Labels: art careers, art market, genius

18 Comments:

Blogger nathaniel said...

good morning, ed! thanks for the smile, first thing.... warmly, n

10/20/2008 08:51:00 AM  
Anonymous Obsolete Shit said...

As a too old artist to be a young artist or a too young artist to be an old artist, I like the Cezanne story. I may add that Garibaldi didn't do anything with his life until he was forty. I don't recall Cezanne selling much while alive, though.

10/20/2008 10:22:00 AM  
Blogger pam farrell said...

## Supplied material
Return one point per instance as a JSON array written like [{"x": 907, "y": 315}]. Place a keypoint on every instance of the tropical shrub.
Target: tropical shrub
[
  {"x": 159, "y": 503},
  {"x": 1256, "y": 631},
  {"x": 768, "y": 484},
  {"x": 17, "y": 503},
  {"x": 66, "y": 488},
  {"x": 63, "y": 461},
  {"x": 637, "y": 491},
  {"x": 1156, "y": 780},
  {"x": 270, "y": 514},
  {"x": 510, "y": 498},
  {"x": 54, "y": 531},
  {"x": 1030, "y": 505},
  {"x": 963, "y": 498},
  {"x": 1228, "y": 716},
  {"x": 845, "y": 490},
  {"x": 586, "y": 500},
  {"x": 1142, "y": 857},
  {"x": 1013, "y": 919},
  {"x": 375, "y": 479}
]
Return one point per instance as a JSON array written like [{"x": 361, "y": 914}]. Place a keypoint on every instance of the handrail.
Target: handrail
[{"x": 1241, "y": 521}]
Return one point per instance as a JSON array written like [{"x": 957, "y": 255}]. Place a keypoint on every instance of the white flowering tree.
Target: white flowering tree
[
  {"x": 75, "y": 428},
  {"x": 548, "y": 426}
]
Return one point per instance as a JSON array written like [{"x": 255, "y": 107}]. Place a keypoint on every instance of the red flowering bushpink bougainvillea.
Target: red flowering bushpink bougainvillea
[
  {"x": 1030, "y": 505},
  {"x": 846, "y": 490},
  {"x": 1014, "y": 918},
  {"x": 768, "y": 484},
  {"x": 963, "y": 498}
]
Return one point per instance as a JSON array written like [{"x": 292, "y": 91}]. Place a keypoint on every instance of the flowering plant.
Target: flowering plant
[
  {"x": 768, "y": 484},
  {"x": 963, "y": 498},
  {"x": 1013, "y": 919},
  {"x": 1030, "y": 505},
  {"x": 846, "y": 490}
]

## To do
• a. Count how many lines of the rows contain the string "Place", and give only that number.
• b. Continue the comment thread on art careers, beginning right after its last line.
The comment thread on art careers and the rows are independent of each other.

## Answer set
• a. 5

• b.
Regarding the issue of "late bloomers" and genius: While I can't speak to the genius part of this so much, I can relate my own experience of beginning an art career in my late 40's. Seems to me that in this day and age, having a few decades of life experience might serve the artist well. I can't imagine creating the type and quality of work that I do now when I was a young(er) pup with a freshly minted degree from a bona fide art school. I simply didn't have it in me--neither the focus or the ability. I'm 51, producing work that I am happy with, that is somewhat accomplished technically, conceptually, and with great regard for material integrity. To me, it's work that speaks to and of my life. I show and sell my work, and enjoy responses that are positive from both critical and popular realms. The genius part? Well, my mom thinks I'm a genius, and that's good enough for me. Does my work show flashes of brilliance? Maybe...but not for me to judge. Will I enjoy a modest career doing what I love as I age? Yes, if I can help it. The rest is gravy.

10/20/2008 10:39:00 AM  
Blogger Joanne Mattera said...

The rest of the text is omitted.